Okuma Metni –
· · · · ·

4 Aralık 2010 Cumartesi

HIRSIZIN GÜNLÜĞÜ


Bu ayın moderatörü olarak ne zamandır okuma listemde bekleyen bir yazarı Jean Genet'i seçtim.
Doğduktan hemen sonra yetimhaneye terkedilen, ömrü boyunca pek çok defa çeşitli suçlardan tutuklanan, yazdıklarıyla Sartre, Andre Gide gibi döneminin usta edebiyatçılarının dikkatini çeken ve onların ricalarıyla hapisten kurtulan sıradışı bir yazar Jean Genet.
Bu kitabı okumak kadar sonrasında hakkında konuşmanın da çok keyifli olacağını düşünüyorum.

3 Aralık 2010 Cuma

Denize Doğru Yuvarlanan Telaşlı Adımlar

Bahar tadında bir Kasım akşamı, yine Kadıköy Starbucks’taydık. Bahadır’la kısa bir sohbetin ardından Cem de aramıza katıldı. İtiraf etmem gerekirse, erken ayrılmak zorunda kaldığım buluşmanın tadı damağımda kaldı. İskeleye doğru sallana sallana yürürken, aklımda Emily Bronte’nin nazenin sözcükleri dolanıyordu. Kulaklarımda uğuldayan rüzgarın narin pençeleri yüzüme vurdukça, 19. yüzyıl İngiltere’sindeki kırsal yaşamın nasıl olduğunu tahayyül etmeye çalıştım. Toprağın kalbine yuvalanan insanlar, yaşam mücadelesini en meşakkatli haliyle tecrübe ediyor olmalıydılar. Etrafımdaki ışıklı vitrinlerden kaçarcasına iskeleye vardığımda, beni Üsküdar’a ulaştıracak sarı dolmuşlara yöneldim. Bir an önce eve varıp buluşmamıza ilişkin düşüncelerimi yazmalı; kulaklarımın çevresinde pervaneler çizen ilham perilerimin uzaklaşmalarına izin vermemeliydim...

· · · · ·

Kayıtlı Veriler –
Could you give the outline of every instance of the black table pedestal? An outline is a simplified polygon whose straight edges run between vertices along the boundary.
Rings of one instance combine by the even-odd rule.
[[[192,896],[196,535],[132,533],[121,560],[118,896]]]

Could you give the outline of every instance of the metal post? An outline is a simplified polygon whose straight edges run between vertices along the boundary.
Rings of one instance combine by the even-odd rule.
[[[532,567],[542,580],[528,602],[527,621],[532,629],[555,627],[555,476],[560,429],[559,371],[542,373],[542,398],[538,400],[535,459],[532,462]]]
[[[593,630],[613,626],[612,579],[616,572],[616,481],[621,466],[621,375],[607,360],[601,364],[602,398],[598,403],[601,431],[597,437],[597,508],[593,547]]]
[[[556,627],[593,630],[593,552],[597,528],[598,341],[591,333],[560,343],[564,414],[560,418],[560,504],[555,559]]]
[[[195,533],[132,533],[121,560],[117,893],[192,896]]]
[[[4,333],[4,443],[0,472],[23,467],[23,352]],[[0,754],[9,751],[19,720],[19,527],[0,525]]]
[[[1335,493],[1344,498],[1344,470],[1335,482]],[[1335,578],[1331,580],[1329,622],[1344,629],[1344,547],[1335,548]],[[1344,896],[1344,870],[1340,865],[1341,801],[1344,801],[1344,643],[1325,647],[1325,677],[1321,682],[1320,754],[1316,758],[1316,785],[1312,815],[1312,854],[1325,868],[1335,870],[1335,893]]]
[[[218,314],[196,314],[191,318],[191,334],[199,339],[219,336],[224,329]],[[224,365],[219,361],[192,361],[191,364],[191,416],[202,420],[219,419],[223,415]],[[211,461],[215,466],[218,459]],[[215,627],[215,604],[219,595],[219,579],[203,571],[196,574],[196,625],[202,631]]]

· · · · ·

Görev –
Okuma metnine göre şu soruları yanıtlayın:
(a) Bu ayın moderatörü olarak hangi yazar seçildi?
(b) Kasım akşamındaki buluşma nerede yapıldı?
(c) İskeleye varıldığında hangi araçlara yönelindi?
Yalnızca okuma metninden yararlanın.

Alıştırma Yanıtı –
(a) Jean Genet.
(b) Kadıköy Starbucks'ta.
(c) Üsküdar'a ulaştıracak sarı dolmuşlara.